## start EXTRACT

My Evening With Pat Conroy, Prince of Stories
Years ago, I had the amazing experience of greeting a large audience at historic Thalian Hall in downtown Wilmington, North Carolina and introducing the main speaker for An Evening with Pat Conroy, the first of many events held that year to celebrate 100 years of story telling in the libraries of our county. I had the even more unusual opportunity of spending time with the author, just the two of us, for about an hour backstage before the festivities began, where we could talk freely.
He just wanted to talk about me and my time at Notre Dame. And of course, I only wanted to talk about him and his writing. If my wife had been there, we'd probably have spent all our time talking about her. But that's just the kind of man he was—gracious, kind, humble, and friendly.
Born and raised and educated in the south, Pat Conroy was a man who paid attention growing up and stocked his mind and heart with the stories of this distinctive region that he shared with the world for many years. He wrote his first book while he was still in school, and then followed up with a string of best sellers that continued for quite a run. I've read a bunch.
The Water is Wide is an extraordinary account of a heroic year of teaching on a small island off the coast of South Carolina, and the basis for two great movies.
The Great Santini is about growing up in the home of a fighter pilot, and having to fight for a small measure of independence and dignity in the midst of violence, prejudice, outrageous demands, and some surprising sides of love.

## end EXTRACT

WHAT TO DO:
Answer these questions from the Pat Conroy piece above:
(a) In what building was the evening held?
(b) About how long did the writer spend alone with Pat Conroy backstage?
(c) Where was the year of teaching described in The Water is Wide spent?

## start STORED RECORDS

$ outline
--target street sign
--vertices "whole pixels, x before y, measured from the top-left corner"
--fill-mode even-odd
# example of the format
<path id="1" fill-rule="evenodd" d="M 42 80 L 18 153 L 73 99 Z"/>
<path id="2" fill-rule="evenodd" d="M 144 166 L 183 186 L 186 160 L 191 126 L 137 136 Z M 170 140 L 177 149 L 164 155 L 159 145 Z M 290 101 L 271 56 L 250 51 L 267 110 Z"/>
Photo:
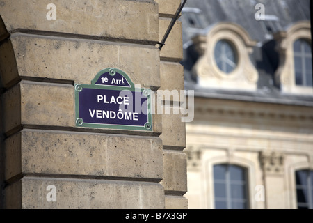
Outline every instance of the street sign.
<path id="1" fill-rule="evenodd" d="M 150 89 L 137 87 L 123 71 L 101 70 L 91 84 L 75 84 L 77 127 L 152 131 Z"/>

## end STORED RECORDS

ANSWER TO THIS PROBLEM:
(a) Thalian Hall, in downtown Wilmington, North Carolina.
(b) About an hour.
(c) On a small island off the coast of South Carolina.